Copy the records below exactly, but leave out any picture they contain.
[Data for the task — start]
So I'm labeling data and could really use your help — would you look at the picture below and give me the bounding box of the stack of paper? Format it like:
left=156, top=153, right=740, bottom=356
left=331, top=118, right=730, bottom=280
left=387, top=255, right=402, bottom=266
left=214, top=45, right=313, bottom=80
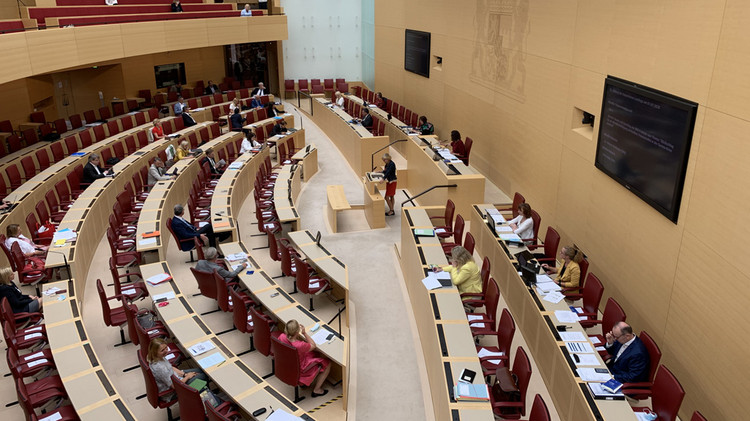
left=495, top=225, right=513, bottom=233
left=421, top=274, right=442, bottom=290
left=189, top=340, right=216, bottom=356
left=311, top=329, right=332, bottom=345
left=498, top=233, right=522, bottom=242
left=554, top=310, right=580, bottom=324
left=151, top=291, right=176, bottom=302
left=146, top=273, right=172, bottom=286
left=565, top=342, right=594, bottom=354
left=577, top=368, right=612, bottom=382
left=139, top=238, right=157, bottom=246
left=477, top=347, right=504, bottom=365
left=266, top=409, right=304, bottom=421
left=52, top=229, right=77, bottom=243
left=454, top=383, right=490, bottom=401
left=573, top=354, right=600, bottom=366
left=542, top=290, right=565, bottom=304
left=225, top=253, right=247, bottom=262
left=536, top=281, right=561, bottom=293
left=559, top=331, right=587, bottom=342
left=227, top=162, right=243, bottom=170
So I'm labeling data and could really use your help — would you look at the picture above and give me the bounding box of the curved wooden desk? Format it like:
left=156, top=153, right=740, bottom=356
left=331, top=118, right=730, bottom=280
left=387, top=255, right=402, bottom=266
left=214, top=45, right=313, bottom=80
left=42, top=279, right=136, bottom=420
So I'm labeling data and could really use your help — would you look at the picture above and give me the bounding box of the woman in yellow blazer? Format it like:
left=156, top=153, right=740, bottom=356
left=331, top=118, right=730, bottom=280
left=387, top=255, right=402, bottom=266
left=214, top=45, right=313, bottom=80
left=175, top=140, right=192, bottom=161
left=541, top=246, right=582, bottom=288
left=435, top=245, right=481, bottom=296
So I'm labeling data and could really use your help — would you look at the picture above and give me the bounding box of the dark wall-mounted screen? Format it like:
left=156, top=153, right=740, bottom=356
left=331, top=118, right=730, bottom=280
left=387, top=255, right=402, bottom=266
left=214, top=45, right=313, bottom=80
left=404, top=29, right=430, bottom=78
left=154, top=63, right=186, bottom=89
left=594, top=76, right=698, bottom=223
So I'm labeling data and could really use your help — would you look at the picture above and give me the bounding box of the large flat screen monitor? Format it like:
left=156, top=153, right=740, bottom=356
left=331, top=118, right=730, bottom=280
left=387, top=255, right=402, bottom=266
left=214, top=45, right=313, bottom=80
left=594, top=76, right=698, bottom=223
left=404, top=29, right=430, bottom=78
left=154, top=63, right=186, bottom=89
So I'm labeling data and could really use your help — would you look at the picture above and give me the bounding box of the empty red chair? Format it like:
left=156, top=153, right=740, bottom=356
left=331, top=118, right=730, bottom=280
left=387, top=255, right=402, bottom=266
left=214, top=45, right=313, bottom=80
left=463, top=232, right=476, bottom=256
left=34, top=149, right=51, bottom=172
left=312, top=84, right=324, bottom=94
left=127, top=99, right=139, bottom=112
left=121, top=116, right=134, bottom=131
left=573, top=273, right=605, bottom=327
left=93, top=124, right=106, bottom=141
left=0, top=120, right=12, bottom=132
left=284, top=79, right=296, bottom=99
left=49, top=141, right=64, bottom=163
left=441, top=214, right=465, bottom=255
left=498, top=192, right=526, bottom=218
left=7, top=134, right=22, bottom=153
left=5, top=165, right=22, bottom=190
left=631, top=366, right=685, bottom=421
left=251, top=306, right=281, bottom=378
left=54, top=180, right=74, bottom=209
left=138, top=90, right=153, bottom=107
left=44, top=191, right=66, bottom=222
left=187, top=98, right=198, bottom=109
left=523, top=395, right=551, bottom=421
left=490, top=347, right=532, bottom=419
left=431, top=199, right=455, bottom=239
left=476, top=308, right=515, bottom=377
left=206, top=400, right=242, bottom=421
left=323, top=79, right=334, bottom=96
left=99, top=106, right=112, bottom=120
left=227, top=91, right=237, bottom=101
left=135, top=111, right=147, bottom=126
left=16, top=378, right=78, bottom=421
left=112, top=102, right=125, bottom=116
left=67, top=113, right=82, bottom=129
left=528, top=226, right=560, bottom=263
left=138, top=353, right=179, bottom=421
left=20, top=156, right=36, bottom=180
left=107, top=120, right=120, bottom=136
left=588, top=297, right=626, bottom=346
left=52, top=118, right=67, bottom=134
left=468, top=278, right=499, bottom=337
left=79, top=129, right=93, bottom=148
left=29, top=111, right=45, bottom=124
left=113, top=141, right=126, bottom=160
left=63, top=136, right=78, bottom=154
left=83, top=109, right=97, bottom=124
left=293, top=256, right=330, bottom=311
left=230, top=287, right=256, bottom=350
left=96, top=278, right=128, bottom=345
left=190, top=267, right=220, bottom=300
left=125, top=135, right=137, bottom=154
left=298, top=79, right=309, bottom=94
left=23, top=128, right=39, bottom=145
[Data for the task — finish]
▶ Completed task:
So I'm labeling data and could really use your help — would you look at the picture below and give me the bounding box of the stack of paper? Format it like:
left=156, top=153, right=740, bottom=356
left=331, top=118, right=730, bottom=280
left=387, top=255, right=402, bottom=266
left=214, top=45, right=313, bottom=80
left=495, top=225, right=513, bottom=233
left=421, top=274, right=442, bottom=290
left=189, top=340, right=216, bottom=356
left=311, top=329, right=332, bottom=345
left=498, top=233, right=522, bottom=242
left=554, top=310, right=580, bottom=324
left=151, top=291, right=176, bottom=302
left=146, top=273, right=172, bottom=286
left=565, top=342, right=594, bottom=354
left=577, top=368, right=612, bottom=382
left=139, top=238, right=157, bottom=246
left=477, top=347, right=504, bottom=365
left=266, top=409, right=304, bottom=421
left=52, top=229, right=77, bottom=243
left=454, top=383, right=490, bottom=401
left=573, top=354, right=600, bottom=366
left=542, top=290, right=565, bottom=304
left=225, top=253, right=247, bottom=262
left=536, top=281, right=561, bottom=293
left=559, top=331, right=587, bottom=342
left=227, top=162, right=243, bottom=170
So I'm labeling data and could really use your help — would you look at the picture above and give me the bounding box of the curved wooden desk? Format it like:
left=156, top=153, right=740, bottom=356
left=331, top=118, right=730, bottom=280
left=387, top=255, right=402, bottom=266
left=214, top=45, right=313, bottom=80
left=42, top=279, right=136, bottom=420
So I'm labeling data and could really use your help — would you look at the picture above and give me the bounding box of the woman in yellow blazer? Format it like:
left=156, top=153, right=740, bottom=356
left=331, top=118, right=730, bottom=280
left=387, top=255, right=402, bottom=266
left=214, top=45, right=313, bottom=80
left=175, top=140, right=192, bottom=161
left=541, top=246, right=582, bottom=288
left=435, top=245, right=481, bottom=296
So I'm labeling data and could really use your help — would you look at the picture above and give me the bounding box of the dark wall-mounted screen? Format it like:
left=156, top=153, right=740, bottom=356
left=331, top=118, right=730, bottom=280
left=387, top=255, right=402, bottom=266
left=214, top=45, right=313, bottom=80
left=404, top=29, right=430, bottom=78
left=154, top=63, right=186, bottom=89
left=594, top=76, right=698, bottom=223
So I'm labeling data and could really use your help — would you look at the picture above and give me the bounding box of the large flat screen monitor? Format it like:
left=156, top=153, right=740, bottom=356
left=331, top=118, right=730, bottom=280
left=387, top=255, right=402, bottom=266
left=214, top=45, right=313, bottom=80
left=594, top=76, right=698, bottom=223
left=404, top=29, right=430, bottom=78
left=154, top=63, right=186, bottom=89
So I'm labeling data and could really use your help — would you look at the picture above and give me the bounding box of the empty red chair? Format it like:
left=156, top=153, right=740, bottom=356
left=331, top=118, right=730, bottom=280
left=387, top=255, right=402, bottom=266
left=214, top=45, right=313, bottom=80
left=463, top=232, right=476, bottom=256
left=34, top=149, right=51, bottom=172
left=312, top=84, right=324, bottom=94
left=127, top=99, right=139, bottom=112
left=121, top=116, right=134, bottom=131
left=573, top=273, right=605, bottom=327
left=93, top=124, right=106, bottom=141
left=0, top=120, right=12, bottom=132
left=284, top=79, right=296, bottom=99
left=49, top=141, right=64, bottom=163
left=441, top=214, right=465, bottom=255
left=498, top=192, right=526, bottom=218
left=7, top=134, right=22, bottom=153
left=5, top=165, right=22, bottom=190
left=631, top=366, right=685, bottom=421
left=251, top=306, right=281, bottom=378
left=54, top=180, right=74, bottom=209
left=138, top=90, right=153, bottom=107
left=44, top=191, right=66, bottom=222
left=187, top=98, right=198, bottom=109
left=523, top=395, right=551, bottom=421
left=490, top=347, right=532, bottom=419
left=431, top=199, right=455, bottom=239
left=476, top=308, right=515, bottom=377
left=206, top=400, right=242, bottom=421
left=323, top=79, right=334, bottom=96
left=99, top=106, right=112, bottom=120
left=227, top=91, right=237, bottom=101
left=135, top=111, right=147, bottom=126
left=16, top=378, right=78, bottom=421
left=112, top=102, right=125, bottom=116
left=67, top=113, right=82, bottom=129
left=528, top=226, right=560, bottom=263
left=138, top=353, right=179, bottom=421
left=20, top=156, right=36, bottom=180
left=107, top=120, right=120, bottom=136
left=588, top=297, right=626, bottom=346
left=52, top=118, right=67, bottom=134
left=468, top=278, right=499, bottom=337
left=79, top=129, right=93, bottom=148
left=29, top=111, right=45, bottom=124
left=113, top=141, right=126, bottom=160
left=63, top=136, right=78, bottom=154
left=83, top=109, right=97, bottom=124
left=293, top=256, right=330, bottom=311
left=230, top=287, right=256, bottom=350
left=96, top=278, right=128, bottom=345
left=190, top=267, right=220, bottom=300
left=125, top=135, right=137, bottom=154
left=298, top=79, right=309, bottom=94
left=23, top=128, right=39, bottom=145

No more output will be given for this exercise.